* [WHAT YOU WILL DO]:
When you reach the line with "61 263 L 142" in the listing below, transcribe it and each line after it up to and including the line with "367 142 L 276", exactly and with nothing else.

* [RECORDS FOR THE EXERCISE]:
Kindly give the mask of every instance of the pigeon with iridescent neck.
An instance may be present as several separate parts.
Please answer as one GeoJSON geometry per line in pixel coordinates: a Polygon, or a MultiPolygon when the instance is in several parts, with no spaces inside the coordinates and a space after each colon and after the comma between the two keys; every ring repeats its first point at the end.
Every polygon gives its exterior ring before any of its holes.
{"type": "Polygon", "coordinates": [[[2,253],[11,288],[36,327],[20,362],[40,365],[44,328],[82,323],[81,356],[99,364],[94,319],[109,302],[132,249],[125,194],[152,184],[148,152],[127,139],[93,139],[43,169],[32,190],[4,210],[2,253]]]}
==
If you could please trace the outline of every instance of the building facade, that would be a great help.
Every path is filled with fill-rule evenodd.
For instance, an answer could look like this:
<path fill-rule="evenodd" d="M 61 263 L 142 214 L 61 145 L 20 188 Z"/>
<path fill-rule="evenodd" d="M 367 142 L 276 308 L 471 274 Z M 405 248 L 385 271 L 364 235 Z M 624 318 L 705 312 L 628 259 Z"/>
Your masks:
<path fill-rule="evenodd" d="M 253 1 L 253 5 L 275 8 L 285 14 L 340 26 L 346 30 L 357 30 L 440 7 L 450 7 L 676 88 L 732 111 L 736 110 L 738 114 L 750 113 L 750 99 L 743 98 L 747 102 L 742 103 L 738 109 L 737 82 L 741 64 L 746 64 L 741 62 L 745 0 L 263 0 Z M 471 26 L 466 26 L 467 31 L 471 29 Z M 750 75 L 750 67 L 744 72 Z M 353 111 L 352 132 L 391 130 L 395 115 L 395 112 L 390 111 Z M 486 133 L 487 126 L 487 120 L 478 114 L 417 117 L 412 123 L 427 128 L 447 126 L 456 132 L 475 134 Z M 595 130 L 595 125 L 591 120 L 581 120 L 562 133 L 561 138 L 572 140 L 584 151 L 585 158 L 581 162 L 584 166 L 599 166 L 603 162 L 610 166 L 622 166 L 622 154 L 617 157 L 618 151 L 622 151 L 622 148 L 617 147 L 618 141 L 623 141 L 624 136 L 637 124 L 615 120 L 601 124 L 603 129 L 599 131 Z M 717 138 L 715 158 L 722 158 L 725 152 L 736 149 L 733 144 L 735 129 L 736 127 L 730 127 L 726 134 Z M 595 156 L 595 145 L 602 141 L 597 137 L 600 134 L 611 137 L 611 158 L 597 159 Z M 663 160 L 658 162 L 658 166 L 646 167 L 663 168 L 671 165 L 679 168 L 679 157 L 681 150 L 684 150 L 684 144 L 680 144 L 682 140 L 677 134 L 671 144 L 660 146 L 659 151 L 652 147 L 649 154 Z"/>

* [SOLVED PROBLEM]:
<path fill-rule="evenodd" d="M 61 263 L 142 214 L 61 145 L 20 188 Z"/>
<path fill-rule="evenodd" d="M 367 142 L 276 308 L 471 274 Z M 405 248 L 385 271 L 364 235 Z M 624 318 L 705 312 L 628 259 Z"/>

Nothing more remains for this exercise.